• QUOTED PASSAGE:
--

From Iceland — Does the West Pass the Test? A Great New German Film Re-examines The Cold War In The Shadow Of Snowden

Does the West Pass the Test? A Great New German Film Re-examines The Cold War In The Shadow Of Snowden

Published February 22, 2015

Does the West Pass the Test? A Great New German Film Re-examines The Cold War In The Shadow Of Snowden

The current spate of movies set in East Germany started as far back as 2003 with the comedy Good Bye, Lenin!, actually by now as far from us in time as it is from the end of the DDR. While entertaining and intelligent in its way, some were horrified at the rise of “Ostalgie,” the feeling that things had somehow been better, or at the very least harmless, in the old east.

--

• INFORMATION PROVIDED:
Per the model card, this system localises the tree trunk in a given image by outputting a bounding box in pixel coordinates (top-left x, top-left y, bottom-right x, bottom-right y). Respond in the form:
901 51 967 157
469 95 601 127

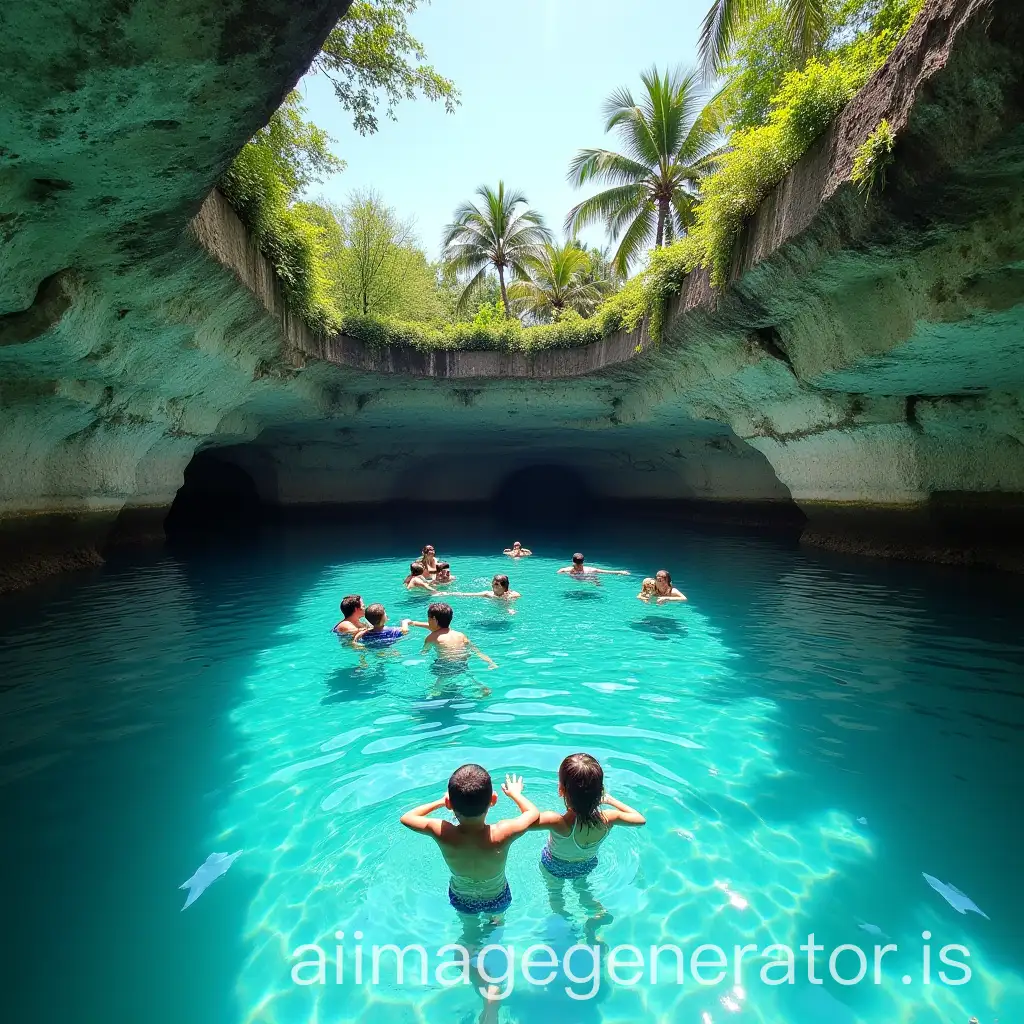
654 199 669 249
498 264 512 319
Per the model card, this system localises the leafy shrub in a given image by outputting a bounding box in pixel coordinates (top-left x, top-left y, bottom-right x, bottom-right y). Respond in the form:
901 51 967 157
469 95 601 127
850 118 896 203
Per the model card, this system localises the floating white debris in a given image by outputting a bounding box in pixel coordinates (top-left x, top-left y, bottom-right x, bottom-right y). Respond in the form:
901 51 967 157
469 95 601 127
178 850 242 910
921 871 991 921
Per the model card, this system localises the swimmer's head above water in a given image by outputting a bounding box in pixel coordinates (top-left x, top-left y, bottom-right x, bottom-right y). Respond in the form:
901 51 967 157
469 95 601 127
558 754 604 826
427 601 455 630
444 764 498 822
364 604 387 630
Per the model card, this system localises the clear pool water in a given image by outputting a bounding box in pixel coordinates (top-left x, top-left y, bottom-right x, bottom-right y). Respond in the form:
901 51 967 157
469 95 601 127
0 522 1024 1024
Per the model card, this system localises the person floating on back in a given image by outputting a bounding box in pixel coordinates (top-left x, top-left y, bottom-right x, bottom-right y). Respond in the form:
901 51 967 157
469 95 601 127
400 764 540 950
558 551 630 580
421 601 498 669
449 573 522 601
503 541 534 558
530 754 647 945
402 562 435 594
645 569 686 604
353 604 419 647
334 594 369 636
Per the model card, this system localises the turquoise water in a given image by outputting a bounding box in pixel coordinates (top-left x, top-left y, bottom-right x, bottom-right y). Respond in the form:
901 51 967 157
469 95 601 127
0 523 1024 1024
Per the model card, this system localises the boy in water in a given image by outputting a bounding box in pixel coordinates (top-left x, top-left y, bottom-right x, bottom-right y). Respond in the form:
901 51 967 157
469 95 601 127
451 573 522 601
421 601 498 669
654 569 686 604
334 594 368 636
402 562 434 594
558 551 630 580
433 562 455 587
353 604 413 647
401 764 541 951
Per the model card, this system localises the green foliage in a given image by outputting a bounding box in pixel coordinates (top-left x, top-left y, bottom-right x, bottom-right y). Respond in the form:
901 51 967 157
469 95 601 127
680 0 924 287
565 68 719 276
442 181 551 318
221 0 925 352
220 92 342 331
313 0 459 135
850 118 896 197
342 278 648 352
508 242 609 322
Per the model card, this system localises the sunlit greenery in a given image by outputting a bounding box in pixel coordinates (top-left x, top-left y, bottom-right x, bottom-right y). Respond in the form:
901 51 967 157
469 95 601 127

--

• WHAT YOU SHOULD DO:
Answer from the article about the new German film:
(a) On what date was it published?
(b) Which 2003 comedy does it name as the start of the current spate of movies set in East Germany?
(c) What feeling does it call "Ostalgie"?
The rows were taken from a different source than the article above.

• RESPONSE TO THE EXERCISE:
(a) February 22, 2015.
(b) Good Bye, Lenin!
(c) The feeling that things had somehow been better, or at the very least harmless, in the old east.